== EXCERPT TO READ

I don't get out much on snowy days, mostly because of crazy drivers and the high deductible on my car insurance. Also, because I tend to use this time to make giant vats of chicken stock and cookie dough. Mmm - chicken cookies.
These snowy days are also good for link dumping. I know a lot of people don't like them so much, but I love link dumps. They give me a chance to add yet more blog subscriptions to my mailbox, and I usually learn something. I like learning. That is, unless it's about Calculus II. Calculus II has defeated me, and it gloats, which is a sin. At the end of its life, Calculus II will have to answer for what it's done.
I don't think anyone is going to challenge me on that point.
Here are some fun and interesting things I found this week:
Local blogger Maria at A Piece of My Mind wrote about the battle against consumerism in her home, saying that commercialism is not just a secular issue. I loved what she had to say about the marketing of Christian products. Maria's honestly is refreshing, not just in this post, but in all of her blogging. It's rich. I like rich.

====

» **YOUR TASKS**
1/ In the snowy-day blog post, what two things does the writer tend to make on snowy days?
2/ In the snowy-day blog post, rewrite the paragraph beginning "These snowy days are also good for link dumping" more briefly, keeping its main facts.
The items that come after the blog post are separate material.

== DATA EXTRACTS

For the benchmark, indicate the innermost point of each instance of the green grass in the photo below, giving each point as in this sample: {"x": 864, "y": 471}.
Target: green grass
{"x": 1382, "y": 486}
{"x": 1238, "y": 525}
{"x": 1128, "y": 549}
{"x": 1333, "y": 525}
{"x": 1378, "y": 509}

====

» **SOLUTIONS TO THE TASKS**
1/ Giant vats of chicken stock and cookie dough.

2/ Snowy days are good for link dumping. Many people dislike link dumps, but the writer loves them because they add more blog subscriptions and usually teach something. The writer likes learning, except about Calculus II, which has defeated the writer, gloats, and will have to answer for it at the end of its life.